▶ [Task brief]:
Pick out every line of the items below that contains the string "white" and copy each one. Case counts.

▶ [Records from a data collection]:

⁂

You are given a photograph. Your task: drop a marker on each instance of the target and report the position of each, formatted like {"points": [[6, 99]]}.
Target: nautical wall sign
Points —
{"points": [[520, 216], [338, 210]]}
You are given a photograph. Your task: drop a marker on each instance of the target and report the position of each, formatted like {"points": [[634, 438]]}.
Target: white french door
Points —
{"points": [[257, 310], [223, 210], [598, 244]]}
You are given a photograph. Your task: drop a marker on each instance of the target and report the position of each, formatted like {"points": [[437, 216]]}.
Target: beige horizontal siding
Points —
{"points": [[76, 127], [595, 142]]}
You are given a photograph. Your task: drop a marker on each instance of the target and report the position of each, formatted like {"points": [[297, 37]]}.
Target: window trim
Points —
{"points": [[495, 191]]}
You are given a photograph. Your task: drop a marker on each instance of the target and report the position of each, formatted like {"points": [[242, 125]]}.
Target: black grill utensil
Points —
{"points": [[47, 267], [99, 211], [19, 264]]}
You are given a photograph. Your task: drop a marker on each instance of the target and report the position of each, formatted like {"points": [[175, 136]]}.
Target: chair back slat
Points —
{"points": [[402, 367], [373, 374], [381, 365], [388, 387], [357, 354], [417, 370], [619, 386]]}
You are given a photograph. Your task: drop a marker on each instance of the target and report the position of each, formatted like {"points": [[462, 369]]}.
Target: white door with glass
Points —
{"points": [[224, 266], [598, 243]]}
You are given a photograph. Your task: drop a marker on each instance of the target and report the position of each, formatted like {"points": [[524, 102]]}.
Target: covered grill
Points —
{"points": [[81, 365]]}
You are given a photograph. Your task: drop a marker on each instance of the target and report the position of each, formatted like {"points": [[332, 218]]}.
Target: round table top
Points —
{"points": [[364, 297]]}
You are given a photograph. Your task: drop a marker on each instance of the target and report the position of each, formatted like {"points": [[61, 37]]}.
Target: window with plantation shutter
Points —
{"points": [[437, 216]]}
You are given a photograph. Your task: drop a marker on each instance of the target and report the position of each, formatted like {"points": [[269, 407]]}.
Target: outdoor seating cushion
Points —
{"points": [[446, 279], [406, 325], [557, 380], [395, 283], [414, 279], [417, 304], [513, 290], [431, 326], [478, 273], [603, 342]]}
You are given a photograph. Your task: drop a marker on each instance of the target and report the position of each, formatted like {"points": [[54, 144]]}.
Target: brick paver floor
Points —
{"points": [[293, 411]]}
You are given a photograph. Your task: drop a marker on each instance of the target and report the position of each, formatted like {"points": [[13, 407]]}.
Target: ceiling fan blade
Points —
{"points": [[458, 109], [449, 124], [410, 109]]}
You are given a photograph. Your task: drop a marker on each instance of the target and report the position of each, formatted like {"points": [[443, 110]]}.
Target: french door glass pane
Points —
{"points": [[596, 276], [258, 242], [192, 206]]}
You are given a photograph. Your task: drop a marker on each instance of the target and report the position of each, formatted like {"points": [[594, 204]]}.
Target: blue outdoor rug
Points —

⁂

▶ [Exercise answer]:
Target: white french door
Target: white door with glass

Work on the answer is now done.